RECORDS SUPPLIED
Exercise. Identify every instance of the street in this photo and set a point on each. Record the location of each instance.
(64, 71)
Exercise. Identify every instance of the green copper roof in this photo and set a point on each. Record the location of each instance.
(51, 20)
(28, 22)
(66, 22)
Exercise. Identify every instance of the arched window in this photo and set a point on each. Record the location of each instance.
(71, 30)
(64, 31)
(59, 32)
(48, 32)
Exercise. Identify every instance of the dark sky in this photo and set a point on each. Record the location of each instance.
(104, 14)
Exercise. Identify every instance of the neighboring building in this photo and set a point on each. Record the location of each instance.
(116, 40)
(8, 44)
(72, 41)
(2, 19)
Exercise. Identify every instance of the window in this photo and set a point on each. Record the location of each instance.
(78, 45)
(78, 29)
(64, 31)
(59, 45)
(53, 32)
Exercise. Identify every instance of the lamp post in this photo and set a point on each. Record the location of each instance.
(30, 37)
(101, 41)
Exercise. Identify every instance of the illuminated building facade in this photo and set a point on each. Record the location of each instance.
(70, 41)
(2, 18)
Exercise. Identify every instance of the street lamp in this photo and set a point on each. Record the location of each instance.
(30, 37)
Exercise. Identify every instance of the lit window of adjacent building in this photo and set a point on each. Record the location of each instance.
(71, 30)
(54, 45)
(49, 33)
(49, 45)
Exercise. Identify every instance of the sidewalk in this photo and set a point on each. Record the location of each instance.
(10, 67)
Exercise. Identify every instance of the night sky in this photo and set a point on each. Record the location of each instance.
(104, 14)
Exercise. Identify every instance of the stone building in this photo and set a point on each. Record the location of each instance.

WHAT THE EXERCISE ASKS
Write out again, exactly, the lines from the one holding "Exercise. Identify every instance of the sidewalk" through the end of the listing, with both ends included.

SOLUTION BELOW
Exercise. Identify every instance of the sidewalk in this photo and set a point on each. Record the location of each instance.
(10, 67)
Exercise. Identify every instance of the night sky in this photo and set a point on each. Record the location of each instance.
(104, 14)
Exercise. Identify every instance of the stone building in this photo and set a point on each. Record the location of each instance.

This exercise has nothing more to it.